### REQUIREMENT
Reproduce the David C. Woodman biography word for word, in full.

— start DOCUMENT PASSAGE —

= David C. Woodman =

Canadian mariner, author, and arctic researcher

David Charles Woodman (born 1956) is a Canadian mariner, author, and arctic researcher. He is known for his research on Franklin's Lost Expedition, having led or participated in nine expeditions to King William Island between 1992 and 2004, searching for relics, records, and the wrecks of the ships HMS Terror and HMS Erebus, and establishing the important role of Inuit oral testimony in the search.

== Biography ==
Woodman was born in London, Ontario, and grew up sailing and wreck-diving on the Great Lakes. He studied as an undergraduate at the University of Toronto. In his first year, he found a reprinted copy of Voyage of the ‘Fox’ in the Arctic Seas by Francis Leopold McClintock, which inspired him to search for the shipwrecks of HMS Terror and HMS Erebus and become the first person to dive at the sites. He studied Franklin Expedition documents at the Scott Polar Research Institute in Cambridge and the National Maritime Museum in London, and received documents from the Smithsonian, including unpublished Inuit testimony collected by Charles Francis Hall. He was the first person to publish a report on the testimony of Supunger, an Inuk hunter from the Boothia Peninsula who told Hall he had found an underground burial vault on King William Island while searching for items left by Franklin with his uncle in 1863.

After leaving university he served as an officer with the Royal Canadian Navy for eleven years, specializing in navigation and submarines. Following his military service he obtained a civilian Master’s certificate and served as assistant harbour master in Prince Rupert, British Columbia.

Woodman served a senior master for BC Ferries until retirement in 2016. He lives in Port Coquitlam, British Columbia. He has a wife and two daughters.

— end DOCUMENT PASSAGE —
— start PROVIDED RECORDS —

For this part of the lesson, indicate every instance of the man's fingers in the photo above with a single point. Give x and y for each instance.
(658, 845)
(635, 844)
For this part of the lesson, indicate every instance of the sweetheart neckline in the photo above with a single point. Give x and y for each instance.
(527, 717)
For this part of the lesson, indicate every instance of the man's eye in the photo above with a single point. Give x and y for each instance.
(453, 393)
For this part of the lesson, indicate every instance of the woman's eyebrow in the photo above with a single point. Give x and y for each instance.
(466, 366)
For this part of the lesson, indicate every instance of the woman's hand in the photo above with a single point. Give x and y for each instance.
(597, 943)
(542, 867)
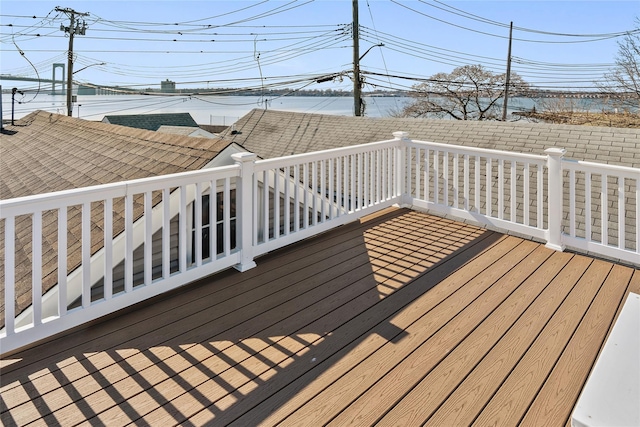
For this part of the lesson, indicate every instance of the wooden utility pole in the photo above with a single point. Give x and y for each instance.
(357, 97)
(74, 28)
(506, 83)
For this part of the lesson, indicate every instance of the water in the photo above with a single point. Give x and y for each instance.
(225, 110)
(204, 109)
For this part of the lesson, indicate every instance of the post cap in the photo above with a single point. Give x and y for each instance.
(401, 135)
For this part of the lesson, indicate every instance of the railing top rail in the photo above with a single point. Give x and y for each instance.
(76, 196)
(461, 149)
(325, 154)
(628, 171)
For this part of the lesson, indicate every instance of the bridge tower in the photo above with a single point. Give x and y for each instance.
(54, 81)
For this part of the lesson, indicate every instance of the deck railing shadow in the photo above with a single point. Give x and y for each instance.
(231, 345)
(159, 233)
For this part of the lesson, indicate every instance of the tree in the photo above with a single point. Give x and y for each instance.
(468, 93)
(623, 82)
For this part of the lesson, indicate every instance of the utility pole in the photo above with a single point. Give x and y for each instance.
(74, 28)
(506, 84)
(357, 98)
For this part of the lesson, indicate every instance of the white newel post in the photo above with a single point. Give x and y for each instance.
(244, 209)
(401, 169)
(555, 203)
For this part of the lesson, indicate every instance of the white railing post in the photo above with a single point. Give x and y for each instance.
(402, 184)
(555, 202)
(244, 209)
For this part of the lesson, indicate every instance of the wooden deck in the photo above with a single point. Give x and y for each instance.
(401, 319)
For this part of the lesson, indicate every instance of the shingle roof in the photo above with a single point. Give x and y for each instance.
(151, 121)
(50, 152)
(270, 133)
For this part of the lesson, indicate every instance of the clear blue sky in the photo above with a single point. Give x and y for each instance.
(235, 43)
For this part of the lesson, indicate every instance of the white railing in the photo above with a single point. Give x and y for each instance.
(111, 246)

— end PROVIDED RECORDS —

### FINAL ANSWER
= David C. Woodman =

Canadian mariner, author, and arctic researcher

David Charles Woodman (born 1956) is a Canadian mariner, author, and arctic researcher. He is known for his research on Franklin's Lost Expedition, having led or participated in nine expeditions to King William Island between 1992 and 2004, searching for relics, records, and the wrecks of the ships HMS Terror and HMS Erebus, and establishing the important role of Inuit oral testimony in the search.

== Biography ==
Woodman was born in London, Ontario, and grew up sailing and wreck-diving on the Great Lakes. He studied as an undergraduate at the University of Toronto. In his first year, he found a reprinted copy of Voyage of the ‘Fox’ in the Arctic Seas by Francis Leopold McClintock, which inspired him to search for the shipwrecks of HMS Terror and HMS Erebus and become the first person to dive at the sites. He studied Franklin Expedition documents at the Scott Polar Research Institute in Cambridge and the National Maritime Museum in London, and received documents from the Smithsonian, including unpublished Inuit testimony collected by Charles Francis Hall. He was the first person to publish a report on the testimony of Supunger, an Inuk hunter from the Boothia Peninsula who told Hall he had found an underground burial vault on King William Island while searching for items left by Franklin with his uncle in 1863.

After leaving university he served as an officer with the Royal Canadian Navy for eleven years, specializing in navigation and submarines. Following his military service he obtained a civilian Master’s certificate and served as assistant harbour master in Prince Rupert, British Columbia.

Woodman served a senior master for BC Ferries until retirement in 2016. He lives in Port Coquitlam, British Columbia. He has a wife and two daughters.